**Your objective:** Rewrite every line of the material below as an item in a numbered list, leaving out any blank lines.

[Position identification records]
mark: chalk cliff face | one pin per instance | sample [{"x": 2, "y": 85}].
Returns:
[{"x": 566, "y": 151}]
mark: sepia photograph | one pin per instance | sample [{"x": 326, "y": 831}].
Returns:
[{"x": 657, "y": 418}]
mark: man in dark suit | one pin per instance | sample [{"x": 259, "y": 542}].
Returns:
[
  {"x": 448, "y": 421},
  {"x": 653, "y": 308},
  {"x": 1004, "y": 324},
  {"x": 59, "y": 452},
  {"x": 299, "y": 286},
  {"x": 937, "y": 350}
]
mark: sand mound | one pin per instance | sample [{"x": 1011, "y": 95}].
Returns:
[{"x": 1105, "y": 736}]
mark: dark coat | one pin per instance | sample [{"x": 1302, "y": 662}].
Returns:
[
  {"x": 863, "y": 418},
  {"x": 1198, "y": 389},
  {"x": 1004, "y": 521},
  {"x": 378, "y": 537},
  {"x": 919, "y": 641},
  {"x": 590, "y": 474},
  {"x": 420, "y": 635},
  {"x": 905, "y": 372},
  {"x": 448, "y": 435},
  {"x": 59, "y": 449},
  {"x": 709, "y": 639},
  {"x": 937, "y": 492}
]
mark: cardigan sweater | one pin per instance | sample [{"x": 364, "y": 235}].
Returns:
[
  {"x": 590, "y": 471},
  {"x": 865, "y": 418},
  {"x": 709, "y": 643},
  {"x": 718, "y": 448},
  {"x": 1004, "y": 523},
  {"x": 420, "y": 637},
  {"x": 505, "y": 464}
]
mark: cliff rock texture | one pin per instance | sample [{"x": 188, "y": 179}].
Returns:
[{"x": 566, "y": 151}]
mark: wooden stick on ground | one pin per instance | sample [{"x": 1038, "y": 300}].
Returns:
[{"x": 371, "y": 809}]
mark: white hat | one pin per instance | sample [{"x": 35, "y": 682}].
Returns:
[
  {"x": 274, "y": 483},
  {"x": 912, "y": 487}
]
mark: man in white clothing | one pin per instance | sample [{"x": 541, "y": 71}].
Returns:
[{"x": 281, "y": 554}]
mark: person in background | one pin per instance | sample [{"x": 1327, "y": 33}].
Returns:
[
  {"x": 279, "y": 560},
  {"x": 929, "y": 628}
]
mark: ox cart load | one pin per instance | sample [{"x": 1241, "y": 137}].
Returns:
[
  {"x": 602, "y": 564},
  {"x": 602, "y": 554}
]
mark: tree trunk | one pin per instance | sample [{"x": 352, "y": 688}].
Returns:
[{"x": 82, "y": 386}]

**The completed task:**
1. mark: chalk cliff face | one pin per instance | sample [{"x": 2, "y": 85}].
2. Returns:
3. [{"x": 566, "y": 151}]
4. mark: sepia photograph | one pin per instance | sample [{"x": 326, "y": 831}].
5. Returns:
6. [{"x": 657, "y": 418}]
7. mark: man in dark suit | one pin per instance | sample [{"x": 259, "y": 542}].
8. Returns:
9. [
10.   {"x": 448, "y": 421},
11.   {"x": 653, "y": 308},
12.   {"x": 1004, "y": 324},
13.   {"x": 59, "y": 452},
14.   {"x": 299, "y": 286},
15.   {"x": 937, "y": 350}
16. ]
17. mark: sand mound | one pin per instance | sample [{"x": 1011, "y": 95}].
18. Returns:
19. [{"x": 1105, "y": 736}]
20. mark: dark coat | one pin per instance | sample [{"x": 1302, "y": 662}].
21. Returns:
22. [
23.   {"x": 863, "y": 418},
24.   {"x": 1198, "y": 389},
25.   {"x": 1004, "y": 521},
26.   {"x": 378, "y": 537},
27.   {"x": 919, "y": 641},
28.   {"x": 590, "y": 474},
29.   {"x": 420, "y": 635},
30.   {"x": 905, "y": 372},
31.   {"x": 448, "y": 435},
32.   {"x": 59, "y": 449},
33.   {"x": 709, "y": 639},
34.   {"x": 937, "y": 492}
35. ]
36. mark: cardigan sweater | one pin per instance | sample [{"x": 364, "y": 235}].
37. Returns:
38. [
39.   {"x": 590, "y": 471},
40.   {"x": 865, "y": 418},
41.   {"x": 709, "y": 643},
42.   {"x": 718, "y": 448},
43.   {"x": 1004, "y": 523},
44.   {"x": 420, "y": 637},
45.   {"x": 505, "y": 464}
46. ]
47. mark: cliff rock texture | one pin per instance | sample [{"x": 188, "y": 179}].
48. Returns:
49. [{"x": 566, "y": 151}]
50. mark: wooden stick on ground | one pin per instance | sample [{"x": 1038, "y": 300}].
51. Returns:
52. [{"x": 371, "y": 809}]
53. mark: white hat | one pin per instance | sample [{"x": 35, "y": 682}].
54. Returns:
55. [
56.   {"x": 274, "y": 483},
57.   {"x": 912, "y": 487}
58. ]
59. mark: man in white clothing | one pin per instance | sample [{"x": 541, "y": 71}].
60. Returns:
61. [{"x": 281, "y": 554}]
62. mark: person in background | one pin per instance | sample [{"x": 1327, "y": 33}].
63. Returns:
64. [
65.   {"x": 279, "y": 560},
66.   {"x": 929, "y": 628}
67. ]
68. mark: ox cart load | one pin per instance | sample [{"x": 1241, "y": 137}].
69. Returns:
70. [
71.   {"x": 602, "y": 564},
72.   {"x": 602, "y": 554}
73. ]
74. mark: tree trunk | one pin per instance | sample [{"x": 352, "y": 688}].
75. Returns:
76. [{"x": 82, "y": 386}]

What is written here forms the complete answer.